◆ 作業の指示 ◆
a) 遺族会の記事から、「当時、妊娠四カ月のめい(29」を含む語句で始まり「計八回、学校や教会で開いた。」で終わる部分を、一字も変えずに抜き出しなさい。
b) 遺族会の記事を読み、次の問いに答えなさい。
(i) ピースフル・トゥモローズの会員はおよそ何家族か。
(ii) デラロッカさんが亡くしためいは、当時妊娠何カ月だったか。
(iii) 昨年、ワークショップは計何回開かれたか。

◆ 抜粋 ◆
━━━━

広島世界平和ミッション 米国編 第1部 アフター9・11 <4> 遺族会 報復の心捨て和解探る

 「私たちの活動目的は、暴力の犠牲になった人々に働き掛けて、仕返しを防ぐことです」

 米中枢同時テロの犠牲者遺族会「ピースフル・トゥモローズ」共同代表のコリーン・ケリーさん(42)は、ニューヨーク中心部の事務所でミッション第六陣メンバーらに語り掛けた。会員は約百八十家族。犠牲者約三千人に比べると少数派である。

 救命活動中に殉職した消防士や警察官の遺族会は、イラク戦争を支持し、母国の安全保障の強化を強く訴えている。

意見が二分■

 「憎しみを乗り越えられない人はたくさんいるわ」。会員で国連職員のロビン・デラロッカさん(45)は率直に認め、自らの家庭内での葛藤(かっとう)を話し始めた。

 当時、妊娠四カ月のめい(29)を失った。二〇〇三年三月、イラク戦争が始まったその日、テレビのニュース番組を見ながら、夫が十歳になる息子に言った。「テロリストを手助けし、家族の命を奪ったイラク人を殺すのはいいことだ」

 デラロッカさんはあわてて口をはさんだ。「それは解決方法じゃない」。イラク人をいくら殺しても、めいは帰ってこないことを懸命に説明したという。

 デラロッカさんは「例えば、広島・長崎への原爆投下は米国では正当化されています。でも、良い戦争や良い爆弾なんてないの。それを息子に分かるように説明するのが私の務めです」と涙のエピソードをくくった。

 こうした考えのぶつかり合いが家庭内でさえある。ましてや米国内では、市民の間にイスラム教徒への憎しみと不安が高まっている。米国の大学院に留学中の会社員木村峰志さん(34)は「今の状況下で、多くのアメリカ人を説得する言葉を見つけるのは容易ではない」と、一年間の米滞在経験を基に打ち明ける。

 ケリーさんは「イラク戦争の是非については、さまざまな意見があるでしょう。でも、罪のない市民を殺すのは間違っていることは揺るぎない事実」と力説する。その点で原爆も、テロも、イラク戦争も、世界のさまざまな紛争も通じ合う。

 ピースフル・トゥモローズは報復の連鎖を断ち切る活動として、高校生や大学生を対象にワークショップを始めた。空爆を受けたアフガニスタンの記録映画を上映して意見を交わす。昨年は計八回、学校や教会で開いた。

 とりわけその活動に熱心なのが、メンバーを世界貿易センタービルの崩壊現場へ案内してくれた高校教諭のブルース・ウォレスさん(63)だ。

━━━━

◆ 元データ ◆
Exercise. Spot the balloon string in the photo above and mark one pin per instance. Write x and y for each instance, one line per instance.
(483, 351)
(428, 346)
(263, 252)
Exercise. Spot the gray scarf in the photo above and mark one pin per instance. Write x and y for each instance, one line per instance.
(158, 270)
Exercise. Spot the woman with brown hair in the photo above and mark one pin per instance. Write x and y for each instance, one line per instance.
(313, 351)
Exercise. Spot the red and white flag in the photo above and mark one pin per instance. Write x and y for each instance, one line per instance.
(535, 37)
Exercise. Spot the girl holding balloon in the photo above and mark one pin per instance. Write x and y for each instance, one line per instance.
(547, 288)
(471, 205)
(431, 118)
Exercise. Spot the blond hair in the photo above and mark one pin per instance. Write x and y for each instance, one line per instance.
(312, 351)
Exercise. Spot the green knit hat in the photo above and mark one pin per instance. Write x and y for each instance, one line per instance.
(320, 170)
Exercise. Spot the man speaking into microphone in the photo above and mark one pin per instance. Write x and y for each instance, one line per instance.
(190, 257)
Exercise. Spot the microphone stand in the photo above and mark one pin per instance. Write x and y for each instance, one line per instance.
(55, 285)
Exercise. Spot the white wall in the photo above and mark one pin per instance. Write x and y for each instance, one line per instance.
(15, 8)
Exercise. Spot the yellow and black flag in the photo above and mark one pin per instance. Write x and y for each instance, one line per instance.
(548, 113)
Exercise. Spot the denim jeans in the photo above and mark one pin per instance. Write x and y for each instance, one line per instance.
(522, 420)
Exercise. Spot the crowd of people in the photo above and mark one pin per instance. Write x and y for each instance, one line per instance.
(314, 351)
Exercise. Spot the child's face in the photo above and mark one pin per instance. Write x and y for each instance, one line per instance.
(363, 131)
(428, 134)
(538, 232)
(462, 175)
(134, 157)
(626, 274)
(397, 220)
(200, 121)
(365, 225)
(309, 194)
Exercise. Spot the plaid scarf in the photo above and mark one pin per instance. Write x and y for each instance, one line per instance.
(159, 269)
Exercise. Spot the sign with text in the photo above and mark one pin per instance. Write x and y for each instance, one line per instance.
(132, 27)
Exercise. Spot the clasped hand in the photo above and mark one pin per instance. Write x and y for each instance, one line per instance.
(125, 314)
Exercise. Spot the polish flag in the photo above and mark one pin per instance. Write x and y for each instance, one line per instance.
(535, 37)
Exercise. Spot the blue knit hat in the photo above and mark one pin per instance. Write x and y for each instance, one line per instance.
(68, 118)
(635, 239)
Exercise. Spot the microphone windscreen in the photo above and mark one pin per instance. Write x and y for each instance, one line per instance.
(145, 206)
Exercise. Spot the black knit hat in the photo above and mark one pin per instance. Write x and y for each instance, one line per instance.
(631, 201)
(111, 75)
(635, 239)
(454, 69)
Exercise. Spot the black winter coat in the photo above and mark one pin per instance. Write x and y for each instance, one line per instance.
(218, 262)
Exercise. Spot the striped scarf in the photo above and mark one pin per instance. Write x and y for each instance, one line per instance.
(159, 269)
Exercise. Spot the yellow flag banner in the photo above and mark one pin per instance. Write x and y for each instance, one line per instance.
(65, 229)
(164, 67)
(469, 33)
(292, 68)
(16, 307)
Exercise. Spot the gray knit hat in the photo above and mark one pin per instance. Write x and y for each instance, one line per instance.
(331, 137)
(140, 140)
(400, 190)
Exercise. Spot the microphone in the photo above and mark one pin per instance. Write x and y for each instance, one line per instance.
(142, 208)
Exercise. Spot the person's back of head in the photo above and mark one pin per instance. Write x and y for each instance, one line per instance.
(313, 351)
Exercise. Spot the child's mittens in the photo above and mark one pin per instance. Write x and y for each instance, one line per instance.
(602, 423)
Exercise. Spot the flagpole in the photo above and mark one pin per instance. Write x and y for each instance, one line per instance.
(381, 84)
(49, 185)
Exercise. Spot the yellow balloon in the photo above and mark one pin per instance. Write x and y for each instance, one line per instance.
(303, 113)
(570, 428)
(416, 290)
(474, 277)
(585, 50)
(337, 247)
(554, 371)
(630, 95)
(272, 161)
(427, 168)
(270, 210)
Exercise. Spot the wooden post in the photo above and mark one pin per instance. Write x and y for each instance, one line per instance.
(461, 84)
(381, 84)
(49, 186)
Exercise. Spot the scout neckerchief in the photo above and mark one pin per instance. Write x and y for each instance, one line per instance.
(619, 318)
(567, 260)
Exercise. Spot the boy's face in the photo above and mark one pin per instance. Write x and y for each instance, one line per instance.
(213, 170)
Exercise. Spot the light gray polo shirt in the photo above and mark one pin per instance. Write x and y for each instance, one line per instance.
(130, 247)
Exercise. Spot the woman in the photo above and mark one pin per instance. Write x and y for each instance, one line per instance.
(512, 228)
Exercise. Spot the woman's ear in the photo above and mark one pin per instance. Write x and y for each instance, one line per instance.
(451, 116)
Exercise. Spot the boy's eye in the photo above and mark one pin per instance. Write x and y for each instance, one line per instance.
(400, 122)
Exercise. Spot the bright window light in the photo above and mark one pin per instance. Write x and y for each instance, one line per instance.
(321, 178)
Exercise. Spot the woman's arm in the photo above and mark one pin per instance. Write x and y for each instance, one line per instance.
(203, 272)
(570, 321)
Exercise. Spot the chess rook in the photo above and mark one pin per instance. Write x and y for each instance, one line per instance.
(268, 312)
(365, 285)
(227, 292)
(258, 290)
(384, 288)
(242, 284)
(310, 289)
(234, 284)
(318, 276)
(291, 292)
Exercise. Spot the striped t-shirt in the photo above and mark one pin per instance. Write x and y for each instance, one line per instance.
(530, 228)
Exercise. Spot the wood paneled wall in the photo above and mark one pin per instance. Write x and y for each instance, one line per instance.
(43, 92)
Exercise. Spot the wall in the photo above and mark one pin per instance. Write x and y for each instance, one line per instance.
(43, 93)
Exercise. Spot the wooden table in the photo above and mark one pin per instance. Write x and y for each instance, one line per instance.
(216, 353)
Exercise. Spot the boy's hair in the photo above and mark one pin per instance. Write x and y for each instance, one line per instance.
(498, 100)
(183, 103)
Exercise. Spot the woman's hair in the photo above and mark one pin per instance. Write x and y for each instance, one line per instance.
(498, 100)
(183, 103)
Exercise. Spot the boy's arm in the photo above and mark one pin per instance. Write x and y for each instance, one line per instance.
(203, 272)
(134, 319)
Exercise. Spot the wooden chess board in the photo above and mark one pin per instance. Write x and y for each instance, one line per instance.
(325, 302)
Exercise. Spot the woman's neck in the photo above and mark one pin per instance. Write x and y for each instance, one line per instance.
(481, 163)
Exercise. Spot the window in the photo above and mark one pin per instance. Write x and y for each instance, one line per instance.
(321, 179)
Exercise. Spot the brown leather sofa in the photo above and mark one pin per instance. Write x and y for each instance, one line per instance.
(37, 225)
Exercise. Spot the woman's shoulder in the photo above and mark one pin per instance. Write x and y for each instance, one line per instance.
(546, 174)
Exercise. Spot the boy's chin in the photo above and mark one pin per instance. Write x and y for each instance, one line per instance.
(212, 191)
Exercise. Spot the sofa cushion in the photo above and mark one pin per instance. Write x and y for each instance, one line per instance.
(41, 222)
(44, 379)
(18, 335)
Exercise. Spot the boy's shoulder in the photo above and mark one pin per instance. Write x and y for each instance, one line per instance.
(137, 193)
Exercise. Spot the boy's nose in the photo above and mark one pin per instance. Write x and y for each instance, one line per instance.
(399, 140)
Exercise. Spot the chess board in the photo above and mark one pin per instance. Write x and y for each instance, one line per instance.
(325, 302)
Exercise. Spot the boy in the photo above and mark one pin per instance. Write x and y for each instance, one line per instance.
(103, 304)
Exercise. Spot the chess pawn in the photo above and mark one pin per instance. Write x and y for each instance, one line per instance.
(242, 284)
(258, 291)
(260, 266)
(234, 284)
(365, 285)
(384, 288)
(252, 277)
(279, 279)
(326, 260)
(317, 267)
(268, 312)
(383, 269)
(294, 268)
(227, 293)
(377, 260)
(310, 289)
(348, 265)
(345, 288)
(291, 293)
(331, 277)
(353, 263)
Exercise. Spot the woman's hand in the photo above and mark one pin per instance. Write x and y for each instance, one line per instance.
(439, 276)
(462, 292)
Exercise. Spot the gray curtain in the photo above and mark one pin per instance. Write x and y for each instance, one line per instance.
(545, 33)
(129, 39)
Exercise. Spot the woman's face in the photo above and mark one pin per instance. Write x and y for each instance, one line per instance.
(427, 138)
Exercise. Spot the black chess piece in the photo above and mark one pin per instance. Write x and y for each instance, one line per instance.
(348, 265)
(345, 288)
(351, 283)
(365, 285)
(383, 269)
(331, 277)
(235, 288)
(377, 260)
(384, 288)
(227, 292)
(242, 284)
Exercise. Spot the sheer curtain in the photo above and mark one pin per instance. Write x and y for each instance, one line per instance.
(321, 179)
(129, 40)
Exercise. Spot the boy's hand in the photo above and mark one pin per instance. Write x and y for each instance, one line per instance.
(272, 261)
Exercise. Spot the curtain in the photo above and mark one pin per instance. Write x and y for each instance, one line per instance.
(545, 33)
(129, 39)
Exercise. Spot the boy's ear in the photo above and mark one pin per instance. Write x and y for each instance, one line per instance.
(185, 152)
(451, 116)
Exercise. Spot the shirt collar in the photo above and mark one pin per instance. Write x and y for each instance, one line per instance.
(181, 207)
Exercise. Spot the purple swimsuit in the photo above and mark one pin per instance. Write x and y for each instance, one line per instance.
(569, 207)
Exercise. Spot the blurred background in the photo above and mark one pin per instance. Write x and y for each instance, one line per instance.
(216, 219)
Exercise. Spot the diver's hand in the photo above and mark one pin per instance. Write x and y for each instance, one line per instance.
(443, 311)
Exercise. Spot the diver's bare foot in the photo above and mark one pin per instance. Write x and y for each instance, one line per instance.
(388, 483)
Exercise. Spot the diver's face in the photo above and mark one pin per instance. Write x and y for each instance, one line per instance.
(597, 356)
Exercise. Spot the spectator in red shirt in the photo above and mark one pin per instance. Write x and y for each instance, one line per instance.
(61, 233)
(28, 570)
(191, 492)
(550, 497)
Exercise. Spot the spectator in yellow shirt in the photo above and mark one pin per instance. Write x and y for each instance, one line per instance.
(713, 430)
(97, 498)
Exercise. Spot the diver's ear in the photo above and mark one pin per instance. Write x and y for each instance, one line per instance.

━━━━

◆ 結果一覧 ◆
a)
当時、妊娠四カ月のめい(29)を失った。二〇〇三年三月、イラク戦争が始まったその日、テレビのニュース番組を見ながら、夫が十歳になる息子に言った。「テロリストを手助けし、家族の命を奪ったイラク人を殺すのはいいことだ」

 デラロッカさんはあわてて口をはさんだ。「それは解決方法じゃない」。イラク人をいくら殺しても、めいは帰ってこないことを懸命に説明したという。

 デラロッカさんは「例えば、広島・長崎への原爆投下は米国では正当化されています。でも、良い戦争や良い爆弾なんてないの。それを息子に分かるように説明するのが私の務めです」と涙のエピソードをくくった。

 こうした考えのぶつかり合いが家庭内でさえある。ましてや米国内では、市民の間にイスラム教徒への憎しみと不安が高まっている。米国の大学院に留学中の会社員木村峰志さん(34)は「今の状況下で、多くのアメリカ人を説得する言葉を見つけるのは容易ではない」と、一年間の米滞在経験を基に打ち明ける。

 ケリーさんは「イラク戦争の是非については、さまざまな意見があるでしょう。でも、罪のない市民を殺すのは間違っていることは揺るぎない事実」と力説する。その点で原爆も、テロも、イラク戦争も、世界のさまざまな紛争も通じ合う。

 ピースフル・トゥモローズは報復の連鎖を断ち切る活動として、高校生や大学生を対象にワークショップを始めた。空爆を受けたアフガニスタンの記録映画を上映して意見を交わす。昨年は計八回、学校や教会で開いた。

b)
(i) 約百八十家族
(ii) 四カ月
(iii) 計八回